Provided passage below:

Then some cold-hearted genius in the research department saw how to turn the liability into an asset.
Understand that the SLAM reactor, like all reactors, are not very radioactive. Until the first time they are powered up, then they will emit torrents of radioactive death for centuries.
If the nation goes to DEFCON 1 you launch the SLAM using non-radioactive chemical rockets. These get the nightmare missile out to sea far enough so that no (United States) person was endangered. Then the totally unshielded reactor was powered up. Since the monster had a range of 182,000 km (x4.5 the circumference of Terra) it wasn't going to run out of fuel anytime soon. Especially since it didn't have to lug around a heavy radiation shield. It could fly in a circular holding pattern until nuclear war was initiated or called off, killing nobody with radiation except sea life and any fishermen unfortunate to be underneath.
Somebody figured that radiation in the defense of liberty is no vice. Somebody on Twitter remarked: "So it does fly without core containment, that is some serious Reaver sh*t."
If the war was called off, the SLAM(s) would abort by quenching their reactors and ditching into the (hopefully) deep ocean. Anybody with bright ideas about salvaging US weapons from the sunken SLAMs will have to deal with the radiation from its neutron-activated structure. The SLAM designers might deliberately incorporate cobalt or something similar into the structure as a rude surprise.
But if war is declared, the SLAMs will drop to a stealth wave-hugging altitude and proceed at supersonic velocity toward their designated Soviet targets, with a weapons loadout of 1 to 42 thermonuclear bombs (1@26 megatons, 42@5 kilotons each). 25 megatons is considered to be a "city-killer", though a single bomb that big tends to be a waste of nuclear energy. Since there are no skyscrapers a mile in the air or a mile underground, the most of the spherical nuclear fireball is wasted. It is more efficient to use a pattern of kiloton devices with a fireball about one skyscraper-height in radius.

End of Provided passage.

### Tasks:
A. What range does the passage on the SLAM missile give for it?
B. In the passage on the SLAM missile, rewrite the stretch from "Understand that the" through "to be underneath.", changing "chemical rockets" to "solid-fuel boosters".
C. Write what comes next in the passage on the SLAM missile, picking up after its last sentence.
The items that come after the text can be set aside. None of this work depends on them.

Data below:

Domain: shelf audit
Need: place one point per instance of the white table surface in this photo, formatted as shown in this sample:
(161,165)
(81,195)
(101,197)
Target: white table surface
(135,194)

End of Data.

### Results:
A. 182,000 km

B.
Understand that the SLAM reactor, like all reactors, are not very radioactive. Until the first time they are powered up, then they will emit torrents of radioactive death for centuries.
If the nation goes to DEFCON 1 you launch the SLAM using non-radioactive solid-fuel boosters. These get the nightmare missile out to sea far enough so that no (United States) person was endangered. Then the totally unshielded reactor was powered up. Since the monster had a range of 182,000 km (x4.5 the circumference of Terra) it wasn't going to run out of fuel anytime soon. Especially since it didn't have to lug around a heavy radiation shield. It could fly in a circular holding pattern until nuclear war was initiated or called off, killing nobody with radiation except sea life and any fishermen unfortunate to be underneath.

C.
The SLAM will cross the ocean at an altitude of 35,000 feet, but when it approached the Soviet air detection system it would drop below "radar detection altitude". One source said that was 500 to 1,000 feet, another said 50 feet.
Traveling at Mach 3 at treetop level (15 meters or 50 feet) means that any person standing underneath will be instantly killed by the sonic shockwave alone (they will also be made deaf by the 150 dB sound and given cancer, but these things matter not to a dead person). The thing is also white-hot so there will be a bit of thermal pulse as well, to add insult to injury.
The same cold-hearted genius also figured that after a given SLAM had dropped all its H-bombs it could still do damage by leisurely flying a criss-cross pattern over Soviet territory, irradiating the croplands and people with deadly radiation from the totally unshielded reactor (sowing the ground with salt, radioactive-style). This also meant that the SLAM designers didn't have to worry about preventing radioactive fission fragments from escaping out the exhaust, since it would give you bonus enemy fatalities out of each gram of fission fuel. Which means they didn't bother putting any cladding on the nuclear fuel elements, they are in direct contact with the air.
And if the Soviets managed to shoot down a SLAM, it would auger into the ground at Mach 3, pulverizing the entire reactor and spreading a plume of radioactive fallout rendering the impact region uninhabitable for about the next ten-thousand years. If they fail to shoot it down, it is programmed to crash anyway. Only after it has finished its sterilization criss-cross. The hot reactor elements will mix with the white hot vaporized forward vehicle structure to create a very fine smoke of radioactive uranium oxides. That is, of a fineness to extend the length of the fallout plume. As Scott Lowther puts it: "It'd make Chernobyl look like Three Mile Island."
The mechanical designer faces a challenge. The pressure drop in the direction of the air stream creates a force of several hundreds of thousands of kilograms trying to suck the reactor out the nozzle, which is a bad thing. The materials available to make supporting structures are limited in volume and nature because of neutronic requirements (too much structural metal and the reactor can go critical while it is being assembled) and high temperatures (standard metals will melt).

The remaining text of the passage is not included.